*JOBS*.
(A) Reproduce the passage of the essay on discovering the Olympics that begins at "I have a confession." and stops after "I was detached.", swapping "horseback riding" for "figure skating".
(B) Write the next part of the essay on discovering the Olympics, picking up after its final sentence.

*TEXT SECTION*.
►

I have a confession. Even though I now write about sports, when I was a kid in Providence, Rhode Island — a city brimming with rabid Boston sports fans — I did not care much about professional sports. But I participated in tons of athletic activities, from horseback riding to hockey. When my family members would curse at the television as the Celtics lost a buzzer-beater, I would just observe, sometimes feigning enthusiasm, but ultimately I was detached.
That is, until I discovered the Olympics. We lived near Brown University, and my parents recruited some of the school's women's ice-hockey players to babysit my little brother and me at times. When the 2002 Winter Olympics rolled around, our sitters invited us to a local bar to watch the United States play Canada. When we arrived, I realized the players had split up to watch the game in two separate rooms: Americans in one, Canadians in another. Someone explained to me it was so things wouldn't get too heated. These women were close friends, but it didn't matter — nothing would come between them and their countries. This fascinated me.

◄

Stored data entries:
►

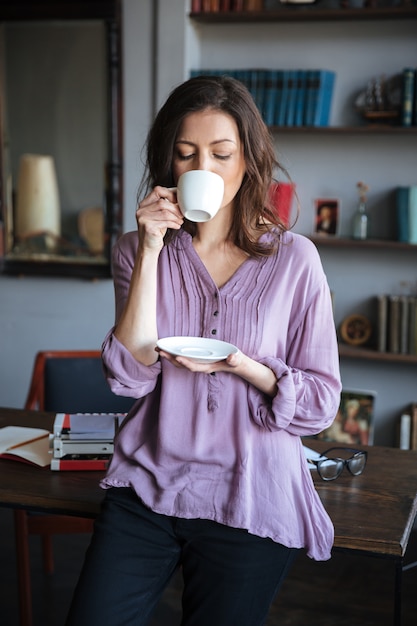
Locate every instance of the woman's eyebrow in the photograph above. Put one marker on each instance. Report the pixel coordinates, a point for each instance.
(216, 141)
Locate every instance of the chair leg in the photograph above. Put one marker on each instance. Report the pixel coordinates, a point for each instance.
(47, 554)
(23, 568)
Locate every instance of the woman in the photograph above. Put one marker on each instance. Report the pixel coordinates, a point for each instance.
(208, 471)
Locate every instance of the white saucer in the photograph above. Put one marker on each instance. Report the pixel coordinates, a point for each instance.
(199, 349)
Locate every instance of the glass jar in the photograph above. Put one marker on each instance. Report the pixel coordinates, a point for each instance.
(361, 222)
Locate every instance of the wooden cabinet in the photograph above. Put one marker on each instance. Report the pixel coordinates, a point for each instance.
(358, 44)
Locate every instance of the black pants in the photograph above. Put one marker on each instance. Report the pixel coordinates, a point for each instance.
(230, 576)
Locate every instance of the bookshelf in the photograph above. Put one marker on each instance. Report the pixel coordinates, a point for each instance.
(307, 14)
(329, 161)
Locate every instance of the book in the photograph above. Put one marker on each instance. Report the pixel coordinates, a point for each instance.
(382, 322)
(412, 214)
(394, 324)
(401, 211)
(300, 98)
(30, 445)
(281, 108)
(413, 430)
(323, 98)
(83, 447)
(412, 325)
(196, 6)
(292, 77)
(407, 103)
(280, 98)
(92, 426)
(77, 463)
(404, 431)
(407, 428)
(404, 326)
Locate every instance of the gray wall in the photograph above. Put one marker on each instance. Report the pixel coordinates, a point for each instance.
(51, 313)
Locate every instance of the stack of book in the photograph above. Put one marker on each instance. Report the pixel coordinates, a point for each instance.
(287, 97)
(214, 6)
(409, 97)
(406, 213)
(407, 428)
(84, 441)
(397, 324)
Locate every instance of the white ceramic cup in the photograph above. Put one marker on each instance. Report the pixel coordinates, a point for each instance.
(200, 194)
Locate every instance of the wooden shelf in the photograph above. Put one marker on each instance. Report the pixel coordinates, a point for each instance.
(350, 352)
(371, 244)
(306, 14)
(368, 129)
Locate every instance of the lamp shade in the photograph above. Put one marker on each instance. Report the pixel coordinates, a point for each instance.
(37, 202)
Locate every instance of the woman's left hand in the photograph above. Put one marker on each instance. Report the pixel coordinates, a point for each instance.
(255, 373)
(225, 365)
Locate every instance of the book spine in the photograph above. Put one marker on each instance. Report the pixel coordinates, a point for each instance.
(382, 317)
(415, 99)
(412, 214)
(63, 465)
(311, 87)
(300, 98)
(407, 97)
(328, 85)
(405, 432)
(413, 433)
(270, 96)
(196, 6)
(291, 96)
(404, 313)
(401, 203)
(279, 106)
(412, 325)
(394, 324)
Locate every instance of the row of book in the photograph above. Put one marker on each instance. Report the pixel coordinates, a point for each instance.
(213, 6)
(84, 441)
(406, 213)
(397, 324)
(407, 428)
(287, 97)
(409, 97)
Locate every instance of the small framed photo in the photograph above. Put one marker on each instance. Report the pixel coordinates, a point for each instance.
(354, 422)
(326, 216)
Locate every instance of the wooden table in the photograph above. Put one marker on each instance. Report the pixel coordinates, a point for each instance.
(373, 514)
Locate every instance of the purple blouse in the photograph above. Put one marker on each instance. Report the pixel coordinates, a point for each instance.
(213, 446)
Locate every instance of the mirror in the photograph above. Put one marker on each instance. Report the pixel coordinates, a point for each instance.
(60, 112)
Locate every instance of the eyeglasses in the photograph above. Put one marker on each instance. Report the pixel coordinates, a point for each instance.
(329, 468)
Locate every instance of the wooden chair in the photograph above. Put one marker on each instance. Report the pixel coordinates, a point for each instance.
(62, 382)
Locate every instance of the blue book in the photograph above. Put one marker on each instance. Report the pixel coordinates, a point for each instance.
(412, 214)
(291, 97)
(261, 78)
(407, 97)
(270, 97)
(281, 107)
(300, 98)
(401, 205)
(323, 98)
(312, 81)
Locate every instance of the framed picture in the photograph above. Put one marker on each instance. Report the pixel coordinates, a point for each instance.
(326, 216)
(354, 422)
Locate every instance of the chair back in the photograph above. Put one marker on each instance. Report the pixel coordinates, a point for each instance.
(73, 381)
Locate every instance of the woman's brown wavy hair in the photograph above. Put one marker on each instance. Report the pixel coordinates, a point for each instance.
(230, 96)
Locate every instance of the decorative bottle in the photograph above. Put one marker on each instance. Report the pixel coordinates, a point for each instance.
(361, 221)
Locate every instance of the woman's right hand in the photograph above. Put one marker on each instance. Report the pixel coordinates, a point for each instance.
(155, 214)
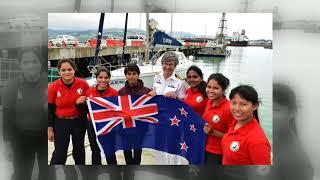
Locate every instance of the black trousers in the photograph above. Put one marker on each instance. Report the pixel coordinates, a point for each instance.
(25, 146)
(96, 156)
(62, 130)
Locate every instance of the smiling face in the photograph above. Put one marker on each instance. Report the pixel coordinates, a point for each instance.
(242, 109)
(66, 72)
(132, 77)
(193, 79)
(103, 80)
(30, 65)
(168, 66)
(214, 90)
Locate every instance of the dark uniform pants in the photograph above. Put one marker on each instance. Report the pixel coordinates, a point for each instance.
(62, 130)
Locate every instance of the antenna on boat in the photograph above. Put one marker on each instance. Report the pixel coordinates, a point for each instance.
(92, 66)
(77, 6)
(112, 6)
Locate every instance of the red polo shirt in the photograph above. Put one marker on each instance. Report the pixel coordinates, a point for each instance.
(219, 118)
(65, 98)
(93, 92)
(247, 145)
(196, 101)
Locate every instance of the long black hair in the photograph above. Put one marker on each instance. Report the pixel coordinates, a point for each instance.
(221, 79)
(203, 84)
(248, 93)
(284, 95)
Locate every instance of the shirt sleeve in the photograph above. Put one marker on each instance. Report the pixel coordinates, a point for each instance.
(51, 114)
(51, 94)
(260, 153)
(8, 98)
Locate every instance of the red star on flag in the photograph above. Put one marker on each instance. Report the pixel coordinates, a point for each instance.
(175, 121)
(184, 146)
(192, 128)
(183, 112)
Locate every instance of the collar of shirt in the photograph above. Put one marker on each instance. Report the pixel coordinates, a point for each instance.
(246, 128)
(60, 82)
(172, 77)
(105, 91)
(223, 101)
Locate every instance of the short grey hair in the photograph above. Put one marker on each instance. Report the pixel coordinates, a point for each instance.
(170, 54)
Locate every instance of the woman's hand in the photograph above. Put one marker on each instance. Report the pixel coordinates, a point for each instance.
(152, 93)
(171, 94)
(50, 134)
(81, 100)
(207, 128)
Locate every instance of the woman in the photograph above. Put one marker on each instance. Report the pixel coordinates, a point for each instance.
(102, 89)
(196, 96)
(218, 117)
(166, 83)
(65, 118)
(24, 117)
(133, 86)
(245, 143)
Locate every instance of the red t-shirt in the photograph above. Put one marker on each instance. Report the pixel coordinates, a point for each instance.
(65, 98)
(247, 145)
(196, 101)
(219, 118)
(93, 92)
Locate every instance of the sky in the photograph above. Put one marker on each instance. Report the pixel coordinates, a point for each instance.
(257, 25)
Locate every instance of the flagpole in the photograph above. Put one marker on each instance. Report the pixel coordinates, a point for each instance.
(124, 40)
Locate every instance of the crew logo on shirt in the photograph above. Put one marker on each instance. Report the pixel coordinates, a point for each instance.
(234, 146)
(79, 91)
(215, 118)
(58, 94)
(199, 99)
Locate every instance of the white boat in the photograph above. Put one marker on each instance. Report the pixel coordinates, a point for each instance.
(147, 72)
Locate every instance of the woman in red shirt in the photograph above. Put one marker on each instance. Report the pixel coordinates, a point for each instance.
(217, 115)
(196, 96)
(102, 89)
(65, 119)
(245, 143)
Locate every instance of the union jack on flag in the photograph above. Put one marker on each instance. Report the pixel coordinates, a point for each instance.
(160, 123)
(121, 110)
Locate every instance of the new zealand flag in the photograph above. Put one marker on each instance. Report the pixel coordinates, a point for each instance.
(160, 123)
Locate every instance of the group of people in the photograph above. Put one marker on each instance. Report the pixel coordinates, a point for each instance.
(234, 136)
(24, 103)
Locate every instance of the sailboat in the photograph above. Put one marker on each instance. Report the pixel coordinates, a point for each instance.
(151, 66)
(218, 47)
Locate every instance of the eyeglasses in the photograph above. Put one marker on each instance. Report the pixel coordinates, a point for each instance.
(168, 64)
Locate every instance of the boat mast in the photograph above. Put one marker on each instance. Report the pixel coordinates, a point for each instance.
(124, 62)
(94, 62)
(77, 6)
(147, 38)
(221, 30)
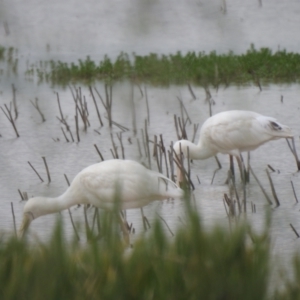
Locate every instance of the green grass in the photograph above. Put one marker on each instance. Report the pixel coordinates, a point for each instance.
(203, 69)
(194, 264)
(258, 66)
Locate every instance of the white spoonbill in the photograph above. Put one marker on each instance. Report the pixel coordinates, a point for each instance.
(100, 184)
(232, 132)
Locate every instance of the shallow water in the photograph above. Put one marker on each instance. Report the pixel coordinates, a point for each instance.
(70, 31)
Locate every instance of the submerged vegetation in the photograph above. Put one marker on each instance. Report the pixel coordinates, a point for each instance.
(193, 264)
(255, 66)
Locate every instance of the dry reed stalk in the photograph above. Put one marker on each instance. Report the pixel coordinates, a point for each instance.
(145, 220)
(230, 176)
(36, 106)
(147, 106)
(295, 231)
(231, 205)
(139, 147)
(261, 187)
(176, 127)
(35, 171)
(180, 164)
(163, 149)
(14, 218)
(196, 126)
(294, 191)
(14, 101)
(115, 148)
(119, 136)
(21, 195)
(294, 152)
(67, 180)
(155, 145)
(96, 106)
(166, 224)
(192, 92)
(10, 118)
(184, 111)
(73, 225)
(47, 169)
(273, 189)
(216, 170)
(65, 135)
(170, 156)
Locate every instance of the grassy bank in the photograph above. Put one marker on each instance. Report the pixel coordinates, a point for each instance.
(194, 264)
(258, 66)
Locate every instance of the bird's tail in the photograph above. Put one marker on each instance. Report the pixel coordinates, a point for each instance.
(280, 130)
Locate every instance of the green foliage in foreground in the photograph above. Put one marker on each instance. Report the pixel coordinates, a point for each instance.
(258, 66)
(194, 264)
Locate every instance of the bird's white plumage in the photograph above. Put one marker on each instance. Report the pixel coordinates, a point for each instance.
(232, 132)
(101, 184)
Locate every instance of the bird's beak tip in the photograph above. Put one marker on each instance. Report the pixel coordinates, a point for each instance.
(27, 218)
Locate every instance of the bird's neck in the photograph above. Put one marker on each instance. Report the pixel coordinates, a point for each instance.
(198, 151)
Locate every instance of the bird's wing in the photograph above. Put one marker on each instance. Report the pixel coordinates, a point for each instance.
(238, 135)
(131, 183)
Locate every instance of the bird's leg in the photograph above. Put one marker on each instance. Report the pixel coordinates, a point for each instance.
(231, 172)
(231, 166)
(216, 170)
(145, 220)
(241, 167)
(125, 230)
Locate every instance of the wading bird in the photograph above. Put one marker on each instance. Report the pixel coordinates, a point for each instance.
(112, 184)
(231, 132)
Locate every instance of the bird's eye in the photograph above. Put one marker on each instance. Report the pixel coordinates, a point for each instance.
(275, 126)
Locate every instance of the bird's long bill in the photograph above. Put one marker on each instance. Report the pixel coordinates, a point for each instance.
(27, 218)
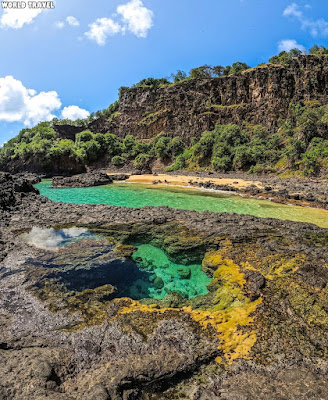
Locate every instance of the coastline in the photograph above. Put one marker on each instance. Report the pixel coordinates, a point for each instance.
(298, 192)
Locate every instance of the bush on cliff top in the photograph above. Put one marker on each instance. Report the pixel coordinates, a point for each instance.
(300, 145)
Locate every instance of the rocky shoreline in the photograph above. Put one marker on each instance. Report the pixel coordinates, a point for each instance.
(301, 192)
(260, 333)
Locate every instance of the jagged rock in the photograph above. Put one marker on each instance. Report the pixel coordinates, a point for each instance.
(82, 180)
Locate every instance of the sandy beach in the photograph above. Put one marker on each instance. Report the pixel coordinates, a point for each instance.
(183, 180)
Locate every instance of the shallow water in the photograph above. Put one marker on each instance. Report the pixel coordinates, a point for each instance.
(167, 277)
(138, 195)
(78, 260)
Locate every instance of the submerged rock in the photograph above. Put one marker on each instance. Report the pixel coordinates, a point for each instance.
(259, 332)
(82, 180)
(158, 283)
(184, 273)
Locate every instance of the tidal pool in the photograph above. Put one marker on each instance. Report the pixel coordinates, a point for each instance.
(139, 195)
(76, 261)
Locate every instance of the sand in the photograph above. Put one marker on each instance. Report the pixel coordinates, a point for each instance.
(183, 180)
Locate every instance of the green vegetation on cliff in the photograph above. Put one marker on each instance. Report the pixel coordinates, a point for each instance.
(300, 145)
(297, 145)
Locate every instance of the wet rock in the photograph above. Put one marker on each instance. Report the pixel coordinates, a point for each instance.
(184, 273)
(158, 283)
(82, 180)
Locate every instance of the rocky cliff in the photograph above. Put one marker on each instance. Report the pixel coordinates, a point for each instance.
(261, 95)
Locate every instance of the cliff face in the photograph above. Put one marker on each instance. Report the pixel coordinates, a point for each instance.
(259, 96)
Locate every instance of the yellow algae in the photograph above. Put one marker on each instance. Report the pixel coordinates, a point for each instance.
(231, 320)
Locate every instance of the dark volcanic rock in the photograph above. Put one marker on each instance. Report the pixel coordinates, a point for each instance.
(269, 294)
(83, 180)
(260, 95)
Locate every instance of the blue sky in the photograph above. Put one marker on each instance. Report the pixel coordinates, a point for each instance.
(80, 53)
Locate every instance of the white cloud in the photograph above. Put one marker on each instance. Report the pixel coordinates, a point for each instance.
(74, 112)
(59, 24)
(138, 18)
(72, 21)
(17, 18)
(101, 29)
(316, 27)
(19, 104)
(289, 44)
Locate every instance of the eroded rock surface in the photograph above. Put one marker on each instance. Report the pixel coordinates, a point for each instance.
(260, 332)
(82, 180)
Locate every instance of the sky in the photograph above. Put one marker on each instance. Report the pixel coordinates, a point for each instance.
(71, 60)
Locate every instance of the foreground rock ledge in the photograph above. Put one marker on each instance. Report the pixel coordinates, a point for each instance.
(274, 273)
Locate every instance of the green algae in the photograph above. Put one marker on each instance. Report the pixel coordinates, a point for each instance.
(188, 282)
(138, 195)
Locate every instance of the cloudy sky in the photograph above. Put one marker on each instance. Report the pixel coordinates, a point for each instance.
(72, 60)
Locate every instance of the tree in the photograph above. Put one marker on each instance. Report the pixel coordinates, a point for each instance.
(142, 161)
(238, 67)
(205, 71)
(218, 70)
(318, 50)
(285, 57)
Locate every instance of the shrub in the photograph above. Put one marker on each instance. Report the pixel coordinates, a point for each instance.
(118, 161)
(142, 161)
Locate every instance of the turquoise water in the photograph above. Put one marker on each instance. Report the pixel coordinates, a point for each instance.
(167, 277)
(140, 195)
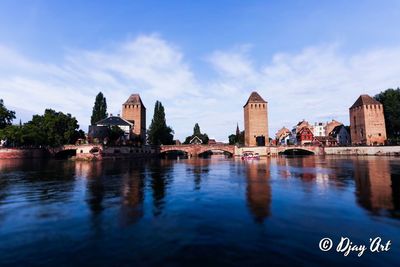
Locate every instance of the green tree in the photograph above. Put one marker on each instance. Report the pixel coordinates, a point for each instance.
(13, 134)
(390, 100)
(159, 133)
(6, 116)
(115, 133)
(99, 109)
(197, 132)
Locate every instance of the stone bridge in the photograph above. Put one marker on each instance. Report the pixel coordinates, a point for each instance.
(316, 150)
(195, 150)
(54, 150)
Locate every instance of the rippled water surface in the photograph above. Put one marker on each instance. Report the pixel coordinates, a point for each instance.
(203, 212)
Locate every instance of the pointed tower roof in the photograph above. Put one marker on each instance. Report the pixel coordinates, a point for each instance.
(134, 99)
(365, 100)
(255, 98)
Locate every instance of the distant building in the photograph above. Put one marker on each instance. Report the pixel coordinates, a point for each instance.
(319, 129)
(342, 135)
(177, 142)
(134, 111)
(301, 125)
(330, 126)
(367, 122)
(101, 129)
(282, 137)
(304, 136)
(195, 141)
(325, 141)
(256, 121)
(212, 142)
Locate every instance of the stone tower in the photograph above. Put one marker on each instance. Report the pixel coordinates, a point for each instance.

◄

*OUTPUTS*.
(A)
I have a confession. Even though I now write about sports, when I was a kid in Providence, Rhode Island — a city brimming with rabid Boston sports fans — I did not care much about professional sports. But I participated in tons of athletic activities, from figure skating to hockey. When my family members would curse at the television as the Celtics lost a buzzer-beater, I would just observe, sometimes feigning enthusiasm, but ultimately I was detached.

(B)
Those babysitters influenced me. Throughout my teens, I played ice hockey, and I eventually played in college. As the years passed, the players on the US National Team shifted from my role models to my peers. I watched them, some of whom were my former teammates, sacrifice years of their lives for a spot on that coveted Olympic roster. During the Sochi 2014 Games, my college teammates and I skipped class to huddle around our television and watch the team lose the gold-medal game to Canada in overtime. As the Americans received their silver medals, their faces hardened and streaked with tears, I realized the sting of losing — and conversely, the joy of winning — while representing your country is unlike any other.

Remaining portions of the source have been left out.